- Set task
Format the data below as a Markdown table with two columns, Row and Data line. Give every nonblank line of the data its own numbered row, and leave out blank lines.

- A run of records
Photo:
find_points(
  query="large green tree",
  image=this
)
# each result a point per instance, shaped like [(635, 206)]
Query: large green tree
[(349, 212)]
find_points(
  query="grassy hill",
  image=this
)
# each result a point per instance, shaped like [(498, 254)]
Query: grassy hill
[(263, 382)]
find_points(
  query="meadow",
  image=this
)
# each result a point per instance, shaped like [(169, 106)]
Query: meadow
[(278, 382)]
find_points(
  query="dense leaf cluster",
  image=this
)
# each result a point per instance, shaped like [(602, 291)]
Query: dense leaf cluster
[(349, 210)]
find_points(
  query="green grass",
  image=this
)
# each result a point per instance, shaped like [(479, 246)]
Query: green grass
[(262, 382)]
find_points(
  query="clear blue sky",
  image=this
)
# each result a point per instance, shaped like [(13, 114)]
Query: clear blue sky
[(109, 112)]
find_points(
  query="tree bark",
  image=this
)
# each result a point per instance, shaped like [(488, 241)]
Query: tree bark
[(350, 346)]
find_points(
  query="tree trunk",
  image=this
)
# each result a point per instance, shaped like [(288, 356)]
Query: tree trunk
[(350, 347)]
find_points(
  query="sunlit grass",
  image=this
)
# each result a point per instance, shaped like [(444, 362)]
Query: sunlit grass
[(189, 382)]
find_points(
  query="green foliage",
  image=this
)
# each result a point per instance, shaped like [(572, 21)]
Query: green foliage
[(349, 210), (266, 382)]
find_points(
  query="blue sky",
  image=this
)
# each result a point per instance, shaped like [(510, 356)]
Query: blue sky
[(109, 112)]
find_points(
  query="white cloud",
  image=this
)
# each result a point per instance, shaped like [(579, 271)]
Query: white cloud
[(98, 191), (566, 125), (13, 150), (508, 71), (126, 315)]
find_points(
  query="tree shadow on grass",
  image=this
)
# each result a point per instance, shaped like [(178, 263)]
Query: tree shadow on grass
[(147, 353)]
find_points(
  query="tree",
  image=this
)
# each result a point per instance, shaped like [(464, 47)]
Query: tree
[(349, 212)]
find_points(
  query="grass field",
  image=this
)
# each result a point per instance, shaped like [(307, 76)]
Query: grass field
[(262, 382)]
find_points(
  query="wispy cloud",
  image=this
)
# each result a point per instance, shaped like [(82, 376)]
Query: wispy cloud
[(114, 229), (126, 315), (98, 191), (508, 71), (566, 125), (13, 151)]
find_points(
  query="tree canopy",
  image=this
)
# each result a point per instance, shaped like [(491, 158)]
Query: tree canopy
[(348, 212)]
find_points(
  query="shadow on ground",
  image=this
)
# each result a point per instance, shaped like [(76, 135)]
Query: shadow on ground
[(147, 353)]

- Correct response
| Row | Data line |
|---|---|
| 1 | Photo: |
| 2 | find_points( |
| 3 |   query="large green tree", |
| 4 |   image=this |
| 5 | ) |
| 6 | # each result a point per instance, shaped like [(635, 206)] |
| 7 | Query: large green tree |
| 8 | [(349, 212)] |
| 9 | find_points( |
| 10 |   query="grassy hill", |
| 11 |   image=this |
| 12 | ) |
| 13 | # each result a point per instance, shaped like [(498, 254)] |
| 14 | Query: grassy hill |
| 15 | [(263, 382)] |
| 16 | find_points( |
| 17 |   query="meadow", |
| 18 |   image=this |
| 19 | ) |
| 20 | # each result a point per instance, shaped like [(169, 106)] |
| 21 | Query: meadow |
| 22 | [(278, 382)] |
| 23 | find_points( |
| 24 |   query="dense leaf cluster", |
| 25 |   image=this |
| 26 | ) |
| 27 | # each result a point per instance, shaped like [(602, 291)] |
| 28 | Query: dense leaf cluster |
| 29 | [(349, 210)] |
| 30 | find_points( |
| 31 |   query="green grass", |
| 32 |   image=this |
| 33 | ) |
| 34 | # each result a point per instance, shaped like [(479, 246)] |
| 35 | Query: green grass |
| 36 | [(262, 382)] |
| 37 | find_points( |
| 38 |   query="clear blue sky", |
| 39 |   image=this |
| 40 | ) |
| 41 | # each result a point per instance, shaped like [(13, 114)] |
| 42 | Query: clear blue sky |
| 43 | [(109, 112)] |
| 44 | find_points( |
| 45 |   query="tree bark", |
| 46 |   image=this |
| 47 | ) |
| 48 | # each result a point per instance, shaped like [(488, 241)] |
| 49 | Query: tree bark |
| 50 | [(350, 346)] |
| 51 | find_points( |
| 52 |   query="tree trunk", |
| 53 |   image=this |
| 54 | ) |
| 55 | # each result a point per instance, shaped like [(288, 356)] |
| 56 | Query: tree trunk |
| 57 | [(350, 347)] |
| 58 | find_points( |
| 59 |   query="sunlit grass", |
| 60 |   image=this |
| 61 | ) |
| 62 | # each result a point per instance, shaped like [(444, 362)] |
| 63 | Query: sunlit grass |
| 64 | [(189, 382)] |
| 65 | find_points( |
| 66 |   query="green foliage", |
| 67 |   image=this |
| 68 | ) |
| 69 | # each result a point per instance, shaped like [(572, 21)] |
| 70 | Query: green foliage |
| 71 | [(349, 210), (266, 382)] |
| 72 | find_points( |
| 73 |   query="blue sky", |
| 74 |   image=this |
| 75 | ) |
| 76 | # each result a point per instance, shaped like [(510, 356)] |
| 77 | Query: blue sky |
| 78 | [(109, 112)] |
| 79 | find_points( |
| 80 |   query="white cloud", |
| 81 |   image=this |
| 82 | ) |
| 83 | # each result a point per instance, shaped like [(579, 271)] |
| 84 | Query: white cloud |
| 85 | [(98, 191), (566, 125), (13, 150), (508, 71), (126, 315)] |
| 86 | find_points( |
| 87 |   query="tree shadow on grass", |
| 88 |   image=this |
| 89 | ) |
| 90 | # each result a point per instance, shaped like [(178, 263)] |
| 91 | Query: tree shadow on grass |
| 92 | [(147, 353)] |
| 93 | find_points( |
| 94 |   query="tree", |
| 95 |   image=this |
| 96 | ) |
| 97 | # each result a point per instance, shaped like [(464, 47)] |
| 98 | Query: tree |
| 99 | [(349, 212)] |
| 100 | find_points( |
| 101 |   query="grass field", |
| 102 |   image=this |
| 103 | ) |
| 104 | # each result a point per instance, shaped like [(307, 76)] |
| 105 | Query: grass field |
| 106 | [(262, 382)] |
| 107 | find_points( |
| 108 |   query="wispy cloud", |
| 109 |   image=this |
| 110 | ) |
| 111 | # each result a point per instance, shaped like [(82, 376)] |
| 112 | Query: wispy cloud |
| 113 | [(114, 229), (126, 315), (98, 191), (508, 71), (566, 125), (13, 151)] |
| 114 | find_points( |
| 115 |   query="tree canopy", |
| 116 |   image=this |
| 117 | ) |
| 118 | # each result a point per instance, shaped like [(491, 158)] |
| 119 | Query: tree canopy |
| 120 | [(348, 212)] |
| 121 | find_points( |
| 122 |   query="shadow on ground", |
| 123 |   image=this |
| 124 | ) |
| 125 | # each result a point per instance, shaped like [(76, 135)] |
| 126 | Query: shadow on ground |
| 127 | [(147, 353)] |